About this task »
Where the records below reach the line containing "box: [92, 91, 101, 118]", start transcribing, and end with the line containing "box: [120, 196, 204, 251]", exactly and with nothing else added.

Input material »
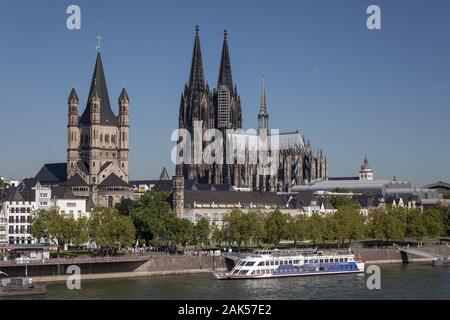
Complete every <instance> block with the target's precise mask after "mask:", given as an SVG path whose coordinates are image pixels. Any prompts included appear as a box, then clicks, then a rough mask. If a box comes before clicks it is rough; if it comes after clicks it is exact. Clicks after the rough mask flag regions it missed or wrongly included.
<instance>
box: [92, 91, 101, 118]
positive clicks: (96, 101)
mask: <svg viewBox="0 0 450 320" xmlns="http://www.w3.org/2000/svg"><path fill="white" fill-rule="evenodd" d="M89 101H90V109H91V110H90V118H91V119H90V121H91V124H100V102H101V99H100V95H99V94H98V90H97V87H96V86H95V87H94V89H93V91H92V95H91V96H90V97H89Z"/></svg>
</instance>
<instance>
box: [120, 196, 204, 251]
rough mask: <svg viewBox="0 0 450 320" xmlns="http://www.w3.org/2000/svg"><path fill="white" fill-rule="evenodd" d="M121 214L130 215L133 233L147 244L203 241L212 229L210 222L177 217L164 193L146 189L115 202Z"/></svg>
mask: <svg viewBox="0 0 450 320" xmlns="http://www.w3.org/2000/svg"><path fill="white" fill-rule="evenodd" d="M117 209H118V210H119V212H120V213H121V214H122V215H125V216H128V217H130V218H131V219H132V221H133V223H134V226H135V228H136V237H137V238H138V239H143V240H145V242H147V243H150V244H156V243H161V242H165V243H166V244H167V245H169V246H177V245H181V246H183V247H186V246H187V245H190V244H198V245H202V244H206V243H208V242H209V236H210V233H211V230H210V226H209V222H208V221H207V220H206V219H201V220H200V221H198V222H197V224H195V225H194V224H193V223H192V222H191V221H188V220H186V219H182V218H179V217H177V216H176V215H175V214H174V213H172V210H171V208H170V206H169V204H168V203H167V194H166V193H163V192H161V193H160V192H147V193H145V194H144V195H142V196H141V197H140V198H139V200H137V201H132V200H130V199H126V200H124V201H122V203H120V204H119V205H118V206H117Z"/></svg>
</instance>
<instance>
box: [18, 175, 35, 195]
mask: <svg viewBox="0 0 450 320" xmlns="http://www.w3.org/2000/svg"><path fill="white" fill-rule="evenodd" d="M37 183H38V181H37V180H36V178H25V179H23V180H22V182H21V183H20V185H19V188H20V191H22V192H27V191H31V188H33V187H35V186H36V184H37Z"/></svg>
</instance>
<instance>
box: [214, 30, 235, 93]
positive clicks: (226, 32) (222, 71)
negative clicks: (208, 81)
mask: <svg viewBox="0 0 450 320" xmlns="http://www.w3.org/2000/svg"><path fill="white" fill-rule="evenodd" d="M222 85H224V86H227V87H228V90H230V92H233V78H232V76H231V63H230V53H229V50H228V32H227V30H224V32H223V47H222V58H221V59H220V70H219V80H218V81H217V88H219V87H220V86H222Z"/></svg>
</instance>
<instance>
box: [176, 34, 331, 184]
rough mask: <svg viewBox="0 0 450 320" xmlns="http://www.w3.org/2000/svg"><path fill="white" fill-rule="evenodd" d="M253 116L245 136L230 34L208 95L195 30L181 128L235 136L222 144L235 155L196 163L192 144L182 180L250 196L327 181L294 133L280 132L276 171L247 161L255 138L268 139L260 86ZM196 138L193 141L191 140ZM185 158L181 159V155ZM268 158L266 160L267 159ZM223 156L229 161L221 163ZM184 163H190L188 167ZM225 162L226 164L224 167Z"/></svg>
mask: <svg viewBox="0 0 450 320" xmlns="http://www.w3.org/2000/svg"><path fill="white" fill-rule="evenodd" d="M259 109H260V110H259V114H258V117H257V120H258V128H257V130H256V129H255V130H254V132H252V133H248V132H244V131H243V130H242V128H243V126H242V124H243V117H242V104H241V99H240V96H239V94H238V90H237V86H236V84H235V83H234V82H233V78H232V71H231V59H230V50H229V44H228V33H227V32H226V31H225V32H224V38H223V47H222V55H221V60H220V67H219V77H218V81H217V86H216V88H215V89H213V90H212V91H211V90H210V89H209V86H208V85H207V84H206V81H205V76H204V72H203V60H202V51H201V46H200V35H199V28H198V26H197V27H196V30H195V40H194V49H193V56H192V64H191V71H190V75H189V80H188V83H187V84H186V85H185V87H184V90H183V93H182V95H181V102H180V108H179V119H178V120H179V128H180V129H186V130H187V131H189V133H190V134H191V137H193V136H194V125H195V123H196V122H197V121H202V127H201V128H200V129H201V130H200V131H201V132H202V134H203V133H204V132H205V131H206V130H207V129H218V130H220V131H221V132H222V133H223V135H224V134H225V133H226V131H227V130H235V131H234V133H229V134H228V135H227V134H225V137H224V140H225V141H226V140H229V141H230V142H231V144H232V147H231V148H228V150H231V149H233V148H234V150H236V149H237V150H238V152H236V153H234V155H231V152H229V153H230V155H227V148H226V147H225V141H224V148H223V157H222V158H223V159H224V161H223V163H217V162H214V163H212V164H206V163H204V162H203V161H202V162H201V163H195V161H194V157H195V153H194V146H193V145H194V144H193V143H192V144H191V150H190V152H189V157H190V158H189V160H188V161H186V159H183V161H182V163H181V164H178V165H177V167H176V174H177V175H182V176H183V177H184V178H185V180H196V181H198V182H200V183H204V184H215V185H220V184H230V185H233V186H234V187H236V188H241V190H254V191H271V192H276V191H291V188H292V186H295V185H302V184H304V183H305V181H307V182H309V181H313V180H316V179H326V178H327V176H328V163H327V159H326V156H325V155H324V154H323V151H322V150H318V151H317V153H316V154H314V153H313V151H312V149H311V146H310V143H309V142H308V143H305V142H304V138H303V137H302V136H301V135H300V134H299V132H298V131H295V132H287V133H281V134H280V136H279V139H280V142H279V145H280V150H279V163H276V165H278V170H276V172H275V173H271V174H267V173H266V172H263V171H262V170H261V167H262V164H261V163H260V162H257V163H253V162H252V161H250V160H249V159H250V153H252V150H251V149H252V148H254V147H255V146H257V137H258V134H264V135H265V136H266V137H270V130H269V114H268V111H267V110H268V109H267V100H266V90H265V86H264V84H263V85H262V87H261V105H260V108H259ZM194 139H195V138H194ZM238 153H239V154H244V158H245V160H244V163H241V162H240V161H238V155H237V154H238ZM179 156H180V157H184V155H179ZM269 156H270V155H269ZM227 157H230V158H231V161H225V159H227ZM186 162H188V163H186ZM225 162H227V163H225Z"/></svg>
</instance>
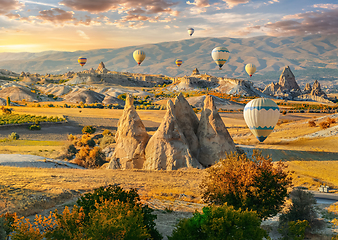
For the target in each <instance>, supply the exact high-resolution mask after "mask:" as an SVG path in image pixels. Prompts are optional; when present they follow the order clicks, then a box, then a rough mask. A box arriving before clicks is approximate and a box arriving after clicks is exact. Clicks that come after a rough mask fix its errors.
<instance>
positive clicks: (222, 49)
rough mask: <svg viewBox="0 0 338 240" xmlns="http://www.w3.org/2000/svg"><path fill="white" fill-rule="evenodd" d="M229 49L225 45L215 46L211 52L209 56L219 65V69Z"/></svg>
mask: <svg viewBox="0 0 338 240" xmlns="http://www.w3.org/2000/svg"><path fill="white" fill-rule="evenodd" d="M229 55H230V53H229V50H228V49H227V48H225V47H216V48H214V49H213V50H212V52H211V57H212V59H214V61H215V62H216V64H217V66H219V70H221V69H222V67H223V65H224V63H225V62H226V61H228V59H229Z"/></svg>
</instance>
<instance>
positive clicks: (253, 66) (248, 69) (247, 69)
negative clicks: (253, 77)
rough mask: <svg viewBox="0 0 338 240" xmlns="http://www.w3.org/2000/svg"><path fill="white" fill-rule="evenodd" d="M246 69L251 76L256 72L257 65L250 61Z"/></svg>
mask: <svg viewBox="0 0 338 240" xmlns="http://www.w3.org/2000/svg"><path fill="white" fill-rule="evenodd" d="M245 71H246V72H247V73H248V74H249V76H250V77H251V76H252V74H254V73H255V72H256V66H255V65H253V64H252V63H248V64H247V65H245Z"/></svg>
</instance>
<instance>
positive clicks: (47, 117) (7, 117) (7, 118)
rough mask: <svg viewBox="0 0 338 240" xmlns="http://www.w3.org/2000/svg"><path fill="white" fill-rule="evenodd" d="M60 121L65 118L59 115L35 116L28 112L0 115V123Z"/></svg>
mask: <svg viewBox="0 0 338 240" xmlns="http://www.w3.org/2000/svg"><path fill="white" fill-rule="evenodd" d="M61 121H65V119H64V118H59V117H47V116H35V115H28V114H4V115H0V125H6V124H22V123H36V122H61Z"/></svg>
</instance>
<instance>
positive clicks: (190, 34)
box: [188, 28, 195, 37]
mask: <svg viewBox="0 0 338 240" xmlns="http://www.w3.org/2000/svg"><path fill="white" fill-rule="evenodd" d="M194 32H195V30H194V29H193V28H188V33H189V35H190V37H191V36H192V35H193V34H194Z"/></svg>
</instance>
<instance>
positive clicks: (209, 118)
mask: <svg viewBox="0 0 338 240" xmlns="http://www.w3.org/2000/svg"><path fill="white" fill-rule="evenodd" d="M197 137H198V140H199V144H200V153H199V158H198V160H199V162H200V163H201V164H202V165H203V166H210V165H213V164H214V163H216V162H217V161H218V160H219V159H221V158H224V157H225V156H226V153H230V152H236V151H237V150H236V147H235V144H234V142H233V140H232V138H231V136H230V134H229V132H228V130H227V128H226V127H225V125H224V123H223V121H222V119H221V117H220V115H219V114H218V112H217V109H216V106H215V104H214V101H213V98H212V97H211V96H206V98H205V100H204V106H203V110H202V113H201V119H200V123H199V126H198V130H197Z"/></svg>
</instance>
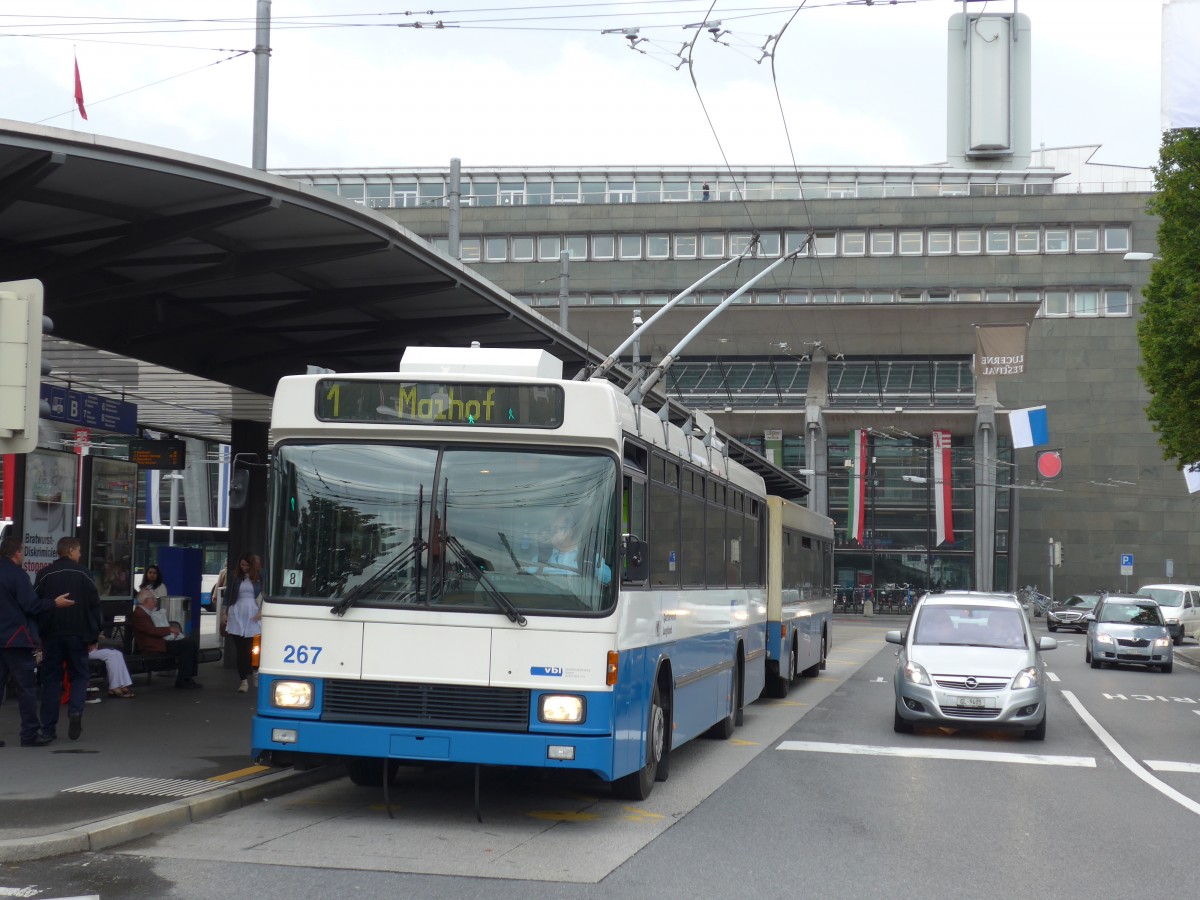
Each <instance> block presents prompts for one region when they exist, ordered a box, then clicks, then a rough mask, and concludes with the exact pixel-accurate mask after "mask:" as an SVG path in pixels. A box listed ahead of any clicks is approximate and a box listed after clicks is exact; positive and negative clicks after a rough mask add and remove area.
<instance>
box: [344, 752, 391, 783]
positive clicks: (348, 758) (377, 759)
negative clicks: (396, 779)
mask: <svg viewBox="0 0 1200 900" xmlns="http://www.w3.org/2000/svg"><path fill="white" fill-rule="evenodd" d="M384 767H386V769H388V782H389V784H390V782H391V780H392V779H394V778H396V773H397V772H400V763H398V762H397V761H396V760H380V758H377V757H373V756H352V757H349V758H348V760H347V761H346V774H347V775H349V776H350V781H353V782H354V784H355V785H358V786H359V787H379V785H382V784H383V778H384V775H383V773H384Z"/></svg>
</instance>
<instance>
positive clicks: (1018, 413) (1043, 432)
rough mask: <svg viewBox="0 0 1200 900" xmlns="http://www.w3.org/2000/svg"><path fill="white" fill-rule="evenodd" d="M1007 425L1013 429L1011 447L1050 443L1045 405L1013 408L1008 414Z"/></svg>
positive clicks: (1041, 445) (1035, 445) (1038, 445)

Response box »
box: [92, 91, 101, 118]
positive clicks: (96, 101)
mask: <svg viewBox="0 0 450 320" xmlns="http://www.w3.org/2000/svg"><path fill="white" fill-rule="evenodd" d="M89 101H90V109H91V110H90V118H91V119H90V121H91V124H100V102H101V99H100V95H99V94H98V90H97V87H96V86H95V87H94V89H93V91H92V95H91V96H90V97H89Z"/></svg>
</instance>
<instance>
box: [120, 196, 204, 251]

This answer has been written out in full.